TASK INSTRUCTIONS:
Reproduce the following listing line for line, without any changes.

--- DATASET RECORDS ---

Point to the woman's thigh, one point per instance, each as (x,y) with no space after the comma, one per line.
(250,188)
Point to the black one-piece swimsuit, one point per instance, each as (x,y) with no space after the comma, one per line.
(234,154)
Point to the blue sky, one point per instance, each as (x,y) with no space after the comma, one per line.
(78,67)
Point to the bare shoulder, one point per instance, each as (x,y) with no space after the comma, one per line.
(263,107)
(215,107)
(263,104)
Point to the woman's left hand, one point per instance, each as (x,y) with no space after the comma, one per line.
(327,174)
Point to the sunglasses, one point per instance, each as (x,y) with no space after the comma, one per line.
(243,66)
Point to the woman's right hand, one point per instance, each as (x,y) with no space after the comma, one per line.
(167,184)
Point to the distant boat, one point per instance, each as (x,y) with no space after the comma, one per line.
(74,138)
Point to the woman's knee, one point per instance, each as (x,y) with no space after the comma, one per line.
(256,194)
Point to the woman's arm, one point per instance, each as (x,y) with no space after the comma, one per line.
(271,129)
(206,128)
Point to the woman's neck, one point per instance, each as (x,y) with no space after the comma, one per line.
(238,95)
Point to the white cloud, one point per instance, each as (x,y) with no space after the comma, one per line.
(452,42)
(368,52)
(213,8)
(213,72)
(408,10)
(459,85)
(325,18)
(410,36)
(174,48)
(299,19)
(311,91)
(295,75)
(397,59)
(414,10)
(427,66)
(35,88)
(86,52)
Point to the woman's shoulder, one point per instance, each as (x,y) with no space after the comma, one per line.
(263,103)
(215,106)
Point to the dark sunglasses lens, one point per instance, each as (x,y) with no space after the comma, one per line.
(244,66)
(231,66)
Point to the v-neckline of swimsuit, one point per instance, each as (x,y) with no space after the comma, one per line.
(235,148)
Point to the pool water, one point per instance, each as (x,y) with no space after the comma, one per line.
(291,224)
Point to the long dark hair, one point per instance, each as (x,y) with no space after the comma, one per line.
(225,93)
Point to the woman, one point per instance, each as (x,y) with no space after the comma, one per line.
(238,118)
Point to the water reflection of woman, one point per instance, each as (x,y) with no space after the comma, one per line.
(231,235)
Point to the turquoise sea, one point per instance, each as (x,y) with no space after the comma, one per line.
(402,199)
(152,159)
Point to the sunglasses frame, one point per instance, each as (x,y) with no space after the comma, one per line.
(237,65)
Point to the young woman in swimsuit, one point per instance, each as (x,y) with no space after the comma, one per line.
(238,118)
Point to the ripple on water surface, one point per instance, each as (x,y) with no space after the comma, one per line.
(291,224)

---

ANSWER TO THE TASK:
Point to the woman's thigh, one point per instance, each as (x,y) with no space after the comma, one per line.
(250,188)
Point to the black one-piece swimsuit, one point per instance, each as (x,y) with no space after the comma, one per line.
(234,154)
Point to the blue sky, one point per instance, each as (x,y) with no space after the comma, one per line.
(78,67)
Point to the bare shoulder, one point per instance, each as (x,y) with no space after the comma, one per line.
(263,107)
(215,107)
(263,104)
Point to the woman's left hand, one point per instance, each as (x,y) with no space after the comma, one per line.
(327,174)
Point to the sunglasses, one point per instance, each as (x,y) with no space after the comma, one per line.
(243,66)
Point to the woman's right hand, one point per instance, each as (x,y) with no space after the comma, one per line.
(167,184)
Point to the distant boat, one point per instance, each as (x,y) with no space after the comma, one per line.
(74,138)
Point to the woman's knee, one point per instance, each as (x,y) with no space after the comma, one per line.
(256,194)
Point to the woman's arm, one point per instance, each as (x,y) with no space after the comma, one per line.
(271,129)
(206,128)
Point to the woman's neck, one point per instance, each as (x,y) with no space after the comma, one per line.
(238,95)
Point to the white cloud, one point per instance, each as (x,y) with no space after the comma, one per line.
(452,42)
(368,52)
(213,8)
(213,72)
(408,10)
(459,85)
(325,18)
(410,36)
(174,48)
(299,19)
(311,91)
(295,75)
(397,59)
(414,10)
(427,66)
(35,88)
(86,52)
Point to the woman's shoulder, one point per instance, each as (x,y) with no space after the comma, one per line.
(263,103)
(215,106)
Point to the dark sunglasses lens, one point per instance, each as (x,y) with no space after the comma, one per line.
(244,66)
(231,66)
Point to the v-neckline of swimsuit, one point per instance, each as (x,y) with no space after the comma, one per line.
(235,148)
Point to the pool water, one point per instance, each as (x,y) with no space after the comma, one per line.
(291,224)
Point to the long dark hair, one point per instance, each as (x,y) with no space after the comma, one per line.
(225,93)
Point to the woman, one point per instance, each as (x,y) with no space after the comma, one per line.
(238,118)
Point to the water reflection of woman, one point per instance, each as (x,y) with no space after the comma, one per line.
(231,235)
Point to the turquoise sea, one point per instance, each as (x,y) with no space after the comma, one per line.
(402,199)
(152,159)
Point to the sunglasses frame, one point per instance, each as (x,y) with no space after the comma, one per line.
(237,65)
Point to the young woman in swimsuit, one point per instance, each as (x,y) with no space after the comma, one per line.
(238,118)
Point to the ripple on water surface, one point per instance, each as (x,y) with no space after the comma, one per line.
(291,224)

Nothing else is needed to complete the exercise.